Per ripartorire il mondo, per liberarlo dalle millenarie, crudeli, sempre reiterate infamie e vessazioni, dalle quali è oppresso e con le quali opprime, in primis, le donne e i bambini, si potrebbe rinunciare all’ipotesi che Eva sia nata da una costola di Adamo. Mia madre, provocatoriamente, ebbe a dire: “Per questo la donna è così resistente!”. Personalmente, credo che resistere sia stata la vera, formidabile capacità delle donne. O, almeno, della stragrande maggioranza di loro. E, certamente, delle “donne amiche delle donne” che hanno dovuto combattere, anche e soprattutto, per contrastare la vergognosa, distruttiva ascesa del maschilismo, appreso e sotteso, delle “donne nemiche delle donne”. Alle quali spetta un posto di prim’ordine quando si tratta di “dare corpo” al potere distruttivo che ammala tanti uomini, in ogni umana collettività. Uomini che anche quelle donne possono aver partorito e ai quali, da madri e non, hanno dato la garanzia di potersi massacrare a vicenda e di massacrarle, per sfuggire ad una castrazione, ad una dipendenza, ad una sudditanza dalla quale essi credono di potersi emancipare, anzitutto e soprattutto, opprimendo, emarginando, punendo tutte quelle donne che, ad un simile destino, con coraggio e determinazione, si ribellano.

[VOCI DEI DATI]
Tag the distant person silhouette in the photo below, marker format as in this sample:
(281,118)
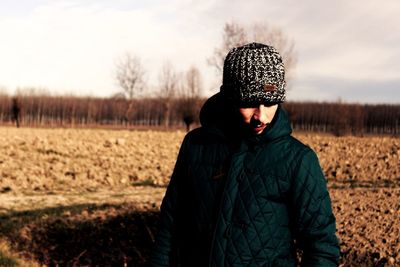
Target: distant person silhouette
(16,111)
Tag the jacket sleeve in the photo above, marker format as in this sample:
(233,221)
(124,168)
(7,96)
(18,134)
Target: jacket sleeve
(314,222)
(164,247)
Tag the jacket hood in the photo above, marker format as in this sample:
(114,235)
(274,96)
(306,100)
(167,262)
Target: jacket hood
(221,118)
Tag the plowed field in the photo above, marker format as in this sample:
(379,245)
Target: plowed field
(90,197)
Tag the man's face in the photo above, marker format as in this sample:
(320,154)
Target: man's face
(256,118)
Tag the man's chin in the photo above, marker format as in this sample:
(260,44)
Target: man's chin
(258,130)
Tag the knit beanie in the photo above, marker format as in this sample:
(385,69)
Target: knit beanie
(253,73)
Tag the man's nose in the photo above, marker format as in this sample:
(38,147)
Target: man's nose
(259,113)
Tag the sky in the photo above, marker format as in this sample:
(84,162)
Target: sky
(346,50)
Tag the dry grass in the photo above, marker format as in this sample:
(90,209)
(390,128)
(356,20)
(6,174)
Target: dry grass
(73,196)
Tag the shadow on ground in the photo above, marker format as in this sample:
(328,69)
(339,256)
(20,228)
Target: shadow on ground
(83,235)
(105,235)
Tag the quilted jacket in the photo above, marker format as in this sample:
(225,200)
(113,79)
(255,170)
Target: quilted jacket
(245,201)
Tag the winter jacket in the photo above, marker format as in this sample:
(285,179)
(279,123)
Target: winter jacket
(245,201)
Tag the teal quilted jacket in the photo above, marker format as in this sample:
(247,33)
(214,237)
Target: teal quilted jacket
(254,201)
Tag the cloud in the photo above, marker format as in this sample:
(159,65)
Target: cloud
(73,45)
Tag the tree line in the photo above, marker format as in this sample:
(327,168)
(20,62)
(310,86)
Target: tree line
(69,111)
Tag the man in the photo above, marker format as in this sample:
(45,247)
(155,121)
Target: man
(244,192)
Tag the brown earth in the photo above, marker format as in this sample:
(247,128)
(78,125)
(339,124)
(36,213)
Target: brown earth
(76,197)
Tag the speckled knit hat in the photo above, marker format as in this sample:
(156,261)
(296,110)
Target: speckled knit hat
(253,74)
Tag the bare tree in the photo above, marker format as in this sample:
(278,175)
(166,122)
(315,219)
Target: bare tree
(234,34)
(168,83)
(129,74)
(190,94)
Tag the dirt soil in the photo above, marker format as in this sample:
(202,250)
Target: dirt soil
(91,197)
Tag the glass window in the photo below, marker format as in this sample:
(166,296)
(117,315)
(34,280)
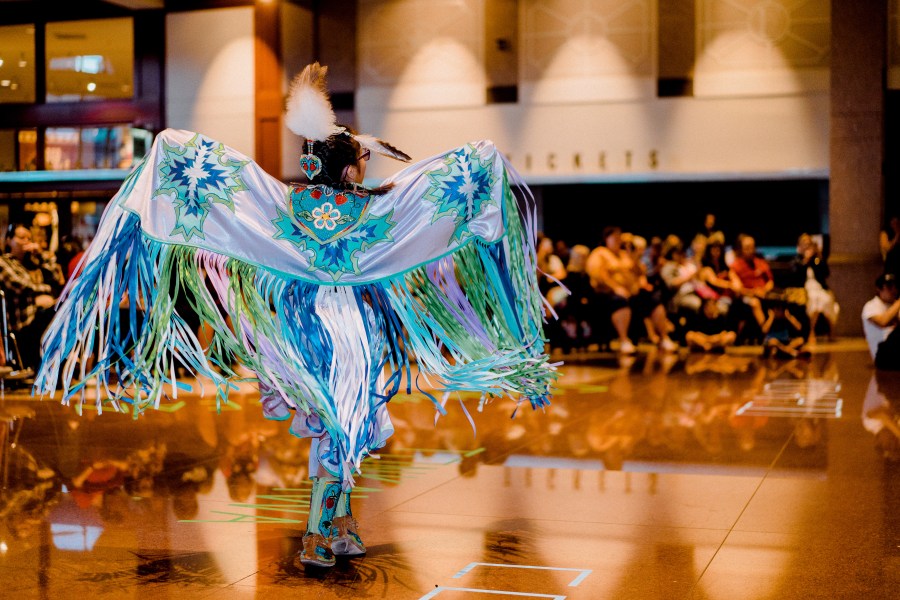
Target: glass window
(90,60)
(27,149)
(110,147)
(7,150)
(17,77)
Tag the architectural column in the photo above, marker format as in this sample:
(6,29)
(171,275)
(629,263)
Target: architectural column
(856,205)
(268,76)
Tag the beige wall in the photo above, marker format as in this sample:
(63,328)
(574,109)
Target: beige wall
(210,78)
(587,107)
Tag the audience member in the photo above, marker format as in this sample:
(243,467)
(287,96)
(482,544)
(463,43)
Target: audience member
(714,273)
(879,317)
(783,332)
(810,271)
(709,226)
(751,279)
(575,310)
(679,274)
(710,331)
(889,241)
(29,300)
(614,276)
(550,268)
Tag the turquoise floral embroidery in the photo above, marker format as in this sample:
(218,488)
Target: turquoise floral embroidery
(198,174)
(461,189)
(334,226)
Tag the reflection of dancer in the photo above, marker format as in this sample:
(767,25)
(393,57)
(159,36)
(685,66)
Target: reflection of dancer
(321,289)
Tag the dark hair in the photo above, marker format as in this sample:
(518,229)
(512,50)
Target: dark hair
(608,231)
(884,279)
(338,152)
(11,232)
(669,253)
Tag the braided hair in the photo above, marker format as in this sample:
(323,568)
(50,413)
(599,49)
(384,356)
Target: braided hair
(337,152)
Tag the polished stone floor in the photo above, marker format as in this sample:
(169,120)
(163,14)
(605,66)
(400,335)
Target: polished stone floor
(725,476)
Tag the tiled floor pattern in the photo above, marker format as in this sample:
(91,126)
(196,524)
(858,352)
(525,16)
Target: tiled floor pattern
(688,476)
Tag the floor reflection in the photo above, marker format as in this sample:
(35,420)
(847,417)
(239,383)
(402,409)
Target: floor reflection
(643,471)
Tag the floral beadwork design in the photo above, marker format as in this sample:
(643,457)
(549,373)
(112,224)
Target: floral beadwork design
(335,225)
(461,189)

[COSA SI RICHIEDE] Continua il testo sulla resistenza delle donne al maschilismo, riprendendo dopo la sua ultima frase.

[RISPOSTA]
Così, oggi, ricercando ,ancora una volta, il corpo di una ragazza di 18 anni, svanita nel nulla, Saman Abbas, noi, in verità, ricerchiamo il corpo di tutte le donne sacrificate a questo inaccettabile, violento, disgustoso progetto criminale. E dico “noi”, per noi intendendo famiglie, educatori, società civili, alle quali disgusta “la sindrome della poltrona”, metaforicamente espressa dalla mancanza di rispetto nei confronti di Ursula Von Der Leyen. Lieve cosa, ma simbolica, se si pensa e si decifra tutto il resto. Ovvero, se si pensa ai femminicidi, giustizia sommaria e tribale nei confronti delle donne, ad uso di quegli impotenti che pretendono di qualificarsi “uomini”, allorquando la maschera del “falso sé” che indossano, cade e mostra le ferite del non esserlo mai stati. E, infatti, come definire uomini, quei padri, quei fratelli, quegli zii che decidono di uccidere le proprie figlie, sorelle, nipoti, magari strangolandole come e’ stato fatto per “giustiziare” Sana Cheema i cui parenti, assolti in Pakistan dal loro delitto, oggi si sono resi irreperibili al mondo? Come giustificarli se non rinunciando a guardare alle donne – non a tutte, s’intende! – come alle creature umane più coraggiosamente “resilienti” della terra?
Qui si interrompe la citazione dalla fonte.